## Data for analysis

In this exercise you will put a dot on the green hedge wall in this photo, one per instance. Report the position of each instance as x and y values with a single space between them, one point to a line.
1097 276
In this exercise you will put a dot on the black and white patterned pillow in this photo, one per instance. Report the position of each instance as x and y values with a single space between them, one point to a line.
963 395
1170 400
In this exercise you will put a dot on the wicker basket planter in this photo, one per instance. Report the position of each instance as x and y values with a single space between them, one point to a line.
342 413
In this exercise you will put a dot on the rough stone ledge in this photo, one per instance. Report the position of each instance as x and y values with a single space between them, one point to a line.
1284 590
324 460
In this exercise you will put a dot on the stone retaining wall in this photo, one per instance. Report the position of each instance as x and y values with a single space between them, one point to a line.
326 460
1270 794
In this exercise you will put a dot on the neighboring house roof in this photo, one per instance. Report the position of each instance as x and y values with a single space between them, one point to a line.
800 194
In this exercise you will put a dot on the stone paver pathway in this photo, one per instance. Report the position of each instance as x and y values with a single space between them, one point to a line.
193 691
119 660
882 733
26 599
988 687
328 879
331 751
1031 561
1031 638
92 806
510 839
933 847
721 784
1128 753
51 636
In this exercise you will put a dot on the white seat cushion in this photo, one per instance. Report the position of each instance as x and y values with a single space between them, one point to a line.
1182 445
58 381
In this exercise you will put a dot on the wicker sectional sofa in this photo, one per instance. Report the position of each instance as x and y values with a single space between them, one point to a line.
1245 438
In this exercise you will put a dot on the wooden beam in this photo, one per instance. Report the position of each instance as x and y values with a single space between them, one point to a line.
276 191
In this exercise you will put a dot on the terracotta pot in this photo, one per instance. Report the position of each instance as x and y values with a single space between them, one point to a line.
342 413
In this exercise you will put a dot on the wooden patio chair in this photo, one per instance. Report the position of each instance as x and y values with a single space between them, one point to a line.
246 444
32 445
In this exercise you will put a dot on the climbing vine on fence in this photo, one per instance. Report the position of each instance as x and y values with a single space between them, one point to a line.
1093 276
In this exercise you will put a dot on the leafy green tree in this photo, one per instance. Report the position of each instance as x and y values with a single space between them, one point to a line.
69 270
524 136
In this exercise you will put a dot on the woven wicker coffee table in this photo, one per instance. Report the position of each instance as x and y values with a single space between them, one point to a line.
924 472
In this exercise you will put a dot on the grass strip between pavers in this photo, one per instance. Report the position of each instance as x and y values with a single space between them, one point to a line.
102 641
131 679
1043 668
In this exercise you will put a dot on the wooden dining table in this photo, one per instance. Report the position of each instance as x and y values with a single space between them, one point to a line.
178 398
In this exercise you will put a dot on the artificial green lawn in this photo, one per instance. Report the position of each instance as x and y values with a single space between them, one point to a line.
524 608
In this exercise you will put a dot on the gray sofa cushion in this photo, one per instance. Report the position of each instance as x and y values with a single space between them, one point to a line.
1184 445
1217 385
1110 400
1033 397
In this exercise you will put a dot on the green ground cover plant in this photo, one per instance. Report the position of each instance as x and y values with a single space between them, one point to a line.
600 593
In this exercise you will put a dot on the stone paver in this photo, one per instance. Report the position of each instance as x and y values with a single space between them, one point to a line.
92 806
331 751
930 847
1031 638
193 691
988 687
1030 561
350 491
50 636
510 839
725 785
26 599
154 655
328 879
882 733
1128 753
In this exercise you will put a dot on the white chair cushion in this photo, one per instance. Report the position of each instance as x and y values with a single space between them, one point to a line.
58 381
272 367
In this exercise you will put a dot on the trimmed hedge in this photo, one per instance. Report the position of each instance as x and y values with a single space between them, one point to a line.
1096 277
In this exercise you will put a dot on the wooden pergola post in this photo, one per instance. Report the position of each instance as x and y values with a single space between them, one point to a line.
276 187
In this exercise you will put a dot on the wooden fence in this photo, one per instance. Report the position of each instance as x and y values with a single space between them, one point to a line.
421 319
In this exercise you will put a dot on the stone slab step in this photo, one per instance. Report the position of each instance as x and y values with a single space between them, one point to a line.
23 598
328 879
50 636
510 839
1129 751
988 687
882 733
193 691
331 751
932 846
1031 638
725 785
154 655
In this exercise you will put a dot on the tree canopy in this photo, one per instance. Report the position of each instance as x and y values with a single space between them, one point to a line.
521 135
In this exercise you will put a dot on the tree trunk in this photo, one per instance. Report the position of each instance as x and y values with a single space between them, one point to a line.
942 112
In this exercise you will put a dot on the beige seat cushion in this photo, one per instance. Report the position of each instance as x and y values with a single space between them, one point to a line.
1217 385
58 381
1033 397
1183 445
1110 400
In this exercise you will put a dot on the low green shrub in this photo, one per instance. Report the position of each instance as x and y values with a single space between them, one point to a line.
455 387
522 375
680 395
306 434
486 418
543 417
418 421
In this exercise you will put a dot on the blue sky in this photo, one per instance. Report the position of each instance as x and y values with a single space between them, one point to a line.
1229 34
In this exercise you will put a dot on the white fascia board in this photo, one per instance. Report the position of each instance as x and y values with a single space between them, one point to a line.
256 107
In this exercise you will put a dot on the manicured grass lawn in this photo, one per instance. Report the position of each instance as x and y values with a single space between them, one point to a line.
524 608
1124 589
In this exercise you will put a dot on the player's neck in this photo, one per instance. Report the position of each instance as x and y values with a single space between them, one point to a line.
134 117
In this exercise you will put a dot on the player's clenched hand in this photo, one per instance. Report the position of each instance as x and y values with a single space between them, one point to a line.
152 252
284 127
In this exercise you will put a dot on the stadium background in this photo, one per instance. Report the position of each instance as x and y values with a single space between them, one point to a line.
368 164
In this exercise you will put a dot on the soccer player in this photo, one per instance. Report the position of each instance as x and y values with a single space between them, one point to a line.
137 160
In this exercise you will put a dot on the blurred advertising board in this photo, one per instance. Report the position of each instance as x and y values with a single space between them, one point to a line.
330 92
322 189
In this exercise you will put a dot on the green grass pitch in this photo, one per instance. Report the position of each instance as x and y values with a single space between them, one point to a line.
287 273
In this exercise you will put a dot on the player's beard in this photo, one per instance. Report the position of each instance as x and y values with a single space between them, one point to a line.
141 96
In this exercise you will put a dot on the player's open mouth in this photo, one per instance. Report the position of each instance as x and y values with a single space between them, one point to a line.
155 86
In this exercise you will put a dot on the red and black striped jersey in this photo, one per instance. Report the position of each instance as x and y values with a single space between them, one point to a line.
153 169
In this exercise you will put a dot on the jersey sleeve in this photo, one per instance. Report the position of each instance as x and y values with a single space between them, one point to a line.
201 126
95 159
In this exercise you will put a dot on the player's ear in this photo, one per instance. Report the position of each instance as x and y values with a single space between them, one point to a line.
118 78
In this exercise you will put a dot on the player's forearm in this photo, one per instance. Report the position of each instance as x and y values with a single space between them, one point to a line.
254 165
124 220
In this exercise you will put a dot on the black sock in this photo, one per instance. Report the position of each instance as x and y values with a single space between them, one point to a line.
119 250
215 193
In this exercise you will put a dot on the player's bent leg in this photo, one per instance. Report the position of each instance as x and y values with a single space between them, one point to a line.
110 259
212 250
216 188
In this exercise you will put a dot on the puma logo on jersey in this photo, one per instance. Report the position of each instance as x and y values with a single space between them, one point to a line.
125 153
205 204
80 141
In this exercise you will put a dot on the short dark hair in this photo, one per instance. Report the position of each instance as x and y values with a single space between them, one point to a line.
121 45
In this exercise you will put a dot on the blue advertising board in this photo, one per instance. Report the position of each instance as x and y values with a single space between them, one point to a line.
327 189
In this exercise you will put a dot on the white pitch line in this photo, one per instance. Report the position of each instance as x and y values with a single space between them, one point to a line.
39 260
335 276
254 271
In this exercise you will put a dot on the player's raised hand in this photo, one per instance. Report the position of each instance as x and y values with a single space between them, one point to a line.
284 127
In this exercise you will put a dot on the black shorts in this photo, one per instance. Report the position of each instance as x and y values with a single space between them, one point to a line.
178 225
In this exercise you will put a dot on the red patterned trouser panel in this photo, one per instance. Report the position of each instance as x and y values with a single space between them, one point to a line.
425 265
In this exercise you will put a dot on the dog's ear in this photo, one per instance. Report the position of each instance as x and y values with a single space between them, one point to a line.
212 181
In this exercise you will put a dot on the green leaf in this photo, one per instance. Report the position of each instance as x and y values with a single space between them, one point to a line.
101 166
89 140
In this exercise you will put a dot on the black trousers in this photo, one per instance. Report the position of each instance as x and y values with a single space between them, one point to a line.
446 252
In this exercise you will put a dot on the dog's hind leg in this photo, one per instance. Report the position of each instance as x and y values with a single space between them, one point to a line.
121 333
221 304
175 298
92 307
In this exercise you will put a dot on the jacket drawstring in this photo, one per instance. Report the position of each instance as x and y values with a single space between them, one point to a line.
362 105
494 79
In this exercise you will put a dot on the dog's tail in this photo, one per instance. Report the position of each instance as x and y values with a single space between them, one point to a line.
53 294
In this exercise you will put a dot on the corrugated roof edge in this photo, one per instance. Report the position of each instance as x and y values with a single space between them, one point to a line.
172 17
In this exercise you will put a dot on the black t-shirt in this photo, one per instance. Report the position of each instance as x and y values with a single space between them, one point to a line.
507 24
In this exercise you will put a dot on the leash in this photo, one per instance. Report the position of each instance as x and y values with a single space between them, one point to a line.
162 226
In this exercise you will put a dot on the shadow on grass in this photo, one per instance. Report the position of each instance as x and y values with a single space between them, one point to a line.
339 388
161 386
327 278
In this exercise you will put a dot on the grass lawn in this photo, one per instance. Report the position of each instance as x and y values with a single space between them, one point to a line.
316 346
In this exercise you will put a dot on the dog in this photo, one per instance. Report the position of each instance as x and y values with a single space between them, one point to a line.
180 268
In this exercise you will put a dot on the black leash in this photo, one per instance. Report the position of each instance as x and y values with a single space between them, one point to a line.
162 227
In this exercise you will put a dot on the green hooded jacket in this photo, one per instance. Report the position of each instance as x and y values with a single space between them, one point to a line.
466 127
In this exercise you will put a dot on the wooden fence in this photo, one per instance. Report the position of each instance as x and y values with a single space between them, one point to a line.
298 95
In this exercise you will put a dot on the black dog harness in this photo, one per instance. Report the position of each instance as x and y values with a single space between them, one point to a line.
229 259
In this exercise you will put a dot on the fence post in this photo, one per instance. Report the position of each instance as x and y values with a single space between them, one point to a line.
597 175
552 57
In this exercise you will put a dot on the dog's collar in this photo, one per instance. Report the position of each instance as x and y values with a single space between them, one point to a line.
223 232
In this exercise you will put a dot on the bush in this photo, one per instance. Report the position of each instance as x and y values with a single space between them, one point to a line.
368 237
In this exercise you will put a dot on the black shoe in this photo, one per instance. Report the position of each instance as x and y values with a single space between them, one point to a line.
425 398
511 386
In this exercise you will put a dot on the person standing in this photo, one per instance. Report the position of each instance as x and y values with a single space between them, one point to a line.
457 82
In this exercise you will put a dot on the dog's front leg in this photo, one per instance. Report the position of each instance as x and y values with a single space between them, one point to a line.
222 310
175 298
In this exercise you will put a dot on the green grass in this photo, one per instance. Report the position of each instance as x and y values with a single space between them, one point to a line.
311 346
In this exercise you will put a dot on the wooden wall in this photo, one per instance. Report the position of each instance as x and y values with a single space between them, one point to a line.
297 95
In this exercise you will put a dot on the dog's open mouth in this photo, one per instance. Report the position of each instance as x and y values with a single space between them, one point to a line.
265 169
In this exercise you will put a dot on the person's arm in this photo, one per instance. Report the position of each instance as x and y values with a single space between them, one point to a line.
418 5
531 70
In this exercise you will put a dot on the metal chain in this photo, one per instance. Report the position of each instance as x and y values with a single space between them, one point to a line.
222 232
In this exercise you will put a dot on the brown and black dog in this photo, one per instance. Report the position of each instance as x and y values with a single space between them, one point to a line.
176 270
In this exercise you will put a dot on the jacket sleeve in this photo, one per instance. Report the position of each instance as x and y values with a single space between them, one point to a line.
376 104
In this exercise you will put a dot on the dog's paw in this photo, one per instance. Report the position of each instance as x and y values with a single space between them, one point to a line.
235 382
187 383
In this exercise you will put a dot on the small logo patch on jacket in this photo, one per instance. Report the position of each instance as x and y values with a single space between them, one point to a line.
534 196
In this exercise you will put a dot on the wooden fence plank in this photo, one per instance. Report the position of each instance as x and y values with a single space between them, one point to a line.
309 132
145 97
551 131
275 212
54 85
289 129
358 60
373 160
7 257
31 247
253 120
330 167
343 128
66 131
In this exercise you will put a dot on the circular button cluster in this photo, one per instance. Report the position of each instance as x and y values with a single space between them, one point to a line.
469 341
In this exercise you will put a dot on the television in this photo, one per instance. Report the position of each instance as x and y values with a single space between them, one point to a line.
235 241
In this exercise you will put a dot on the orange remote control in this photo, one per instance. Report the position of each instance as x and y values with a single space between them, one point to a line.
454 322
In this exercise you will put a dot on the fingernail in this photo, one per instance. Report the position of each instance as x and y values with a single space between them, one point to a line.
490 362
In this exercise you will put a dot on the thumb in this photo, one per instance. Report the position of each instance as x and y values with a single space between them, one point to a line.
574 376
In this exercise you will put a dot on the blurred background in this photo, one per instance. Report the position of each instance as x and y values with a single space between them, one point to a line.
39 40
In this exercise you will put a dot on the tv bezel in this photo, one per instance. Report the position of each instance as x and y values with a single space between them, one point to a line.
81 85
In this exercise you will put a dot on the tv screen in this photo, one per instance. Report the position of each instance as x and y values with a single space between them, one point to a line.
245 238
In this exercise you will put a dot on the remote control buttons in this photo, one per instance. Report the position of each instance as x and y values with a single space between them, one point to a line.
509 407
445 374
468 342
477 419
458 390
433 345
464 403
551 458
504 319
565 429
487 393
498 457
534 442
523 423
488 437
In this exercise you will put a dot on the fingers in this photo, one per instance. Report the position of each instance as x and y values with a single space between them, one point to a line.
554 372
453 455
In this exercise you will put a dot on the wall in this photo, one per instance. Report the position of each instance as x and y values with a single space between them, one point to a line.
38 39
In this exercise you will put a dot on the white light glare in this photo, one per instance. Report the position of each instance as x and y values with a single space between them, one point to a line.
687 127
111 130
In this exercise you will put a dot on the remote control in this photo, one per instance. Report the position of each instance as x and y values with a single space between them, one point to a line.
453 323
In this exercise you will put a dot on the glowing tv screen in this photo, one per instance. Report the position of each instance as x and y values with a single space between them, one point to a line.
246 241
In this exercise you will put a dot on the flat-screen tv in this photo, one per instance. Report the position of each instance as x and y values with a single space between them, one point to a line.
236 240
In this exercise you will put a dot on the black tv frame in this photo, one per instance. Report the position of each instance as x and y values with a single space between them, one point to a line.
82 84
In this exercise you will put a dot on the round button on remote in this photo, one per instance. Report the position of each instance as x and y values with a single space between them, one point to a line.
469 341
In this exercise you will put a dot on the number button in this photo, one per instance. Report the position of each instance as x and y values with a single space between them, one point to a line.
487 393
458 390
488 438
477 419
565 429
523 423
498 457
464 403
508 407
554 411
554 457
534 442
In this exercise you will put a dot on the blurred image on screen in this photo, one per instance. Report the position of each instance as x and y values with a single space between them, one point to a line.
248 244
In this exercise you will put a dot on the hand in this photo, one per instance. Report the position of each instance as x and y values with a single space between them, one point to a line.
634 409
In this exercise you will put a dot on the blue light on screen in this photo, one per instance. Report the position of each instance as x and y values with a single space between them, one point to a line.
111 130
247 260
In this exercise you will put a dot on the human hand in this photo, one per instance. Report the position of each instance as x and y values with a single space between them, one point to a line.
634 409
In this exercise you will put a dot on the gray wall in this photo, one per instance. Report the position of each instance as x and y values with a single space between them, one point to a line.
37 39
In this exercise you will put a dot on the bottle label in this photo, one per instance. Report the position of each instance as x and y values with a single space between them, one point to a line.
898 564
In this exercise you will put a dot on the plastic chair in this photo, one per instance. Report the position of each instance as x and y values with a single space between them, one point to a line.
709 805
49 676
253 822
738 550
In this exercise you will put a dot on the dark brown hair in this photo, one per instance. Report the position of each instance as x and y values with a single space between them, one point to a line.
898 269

## What needs to be done
The lines you need run from the one containing "In this exercise you will put a dot on the bottle" to the end of the listing. Output exactly those, both ends included.

## Exercise result
In this exercise you will put a dot on the bottle label in this photo, one per instance. Report the position of each instance as x and y values with a single space between them, one point to a line.
898 564
In this exercise you will put a dot on the plastic chair in this photo, one per instance. Report the position of each instance as x and y values with a single space between them, one point to a line.
709 805
49 676
253 822
738 550
In this exercise you will put a dot on the dark brown hair in this photo, one per instance. Report the position of each instance as x and y values with a single space between them, one point to a line.
898 269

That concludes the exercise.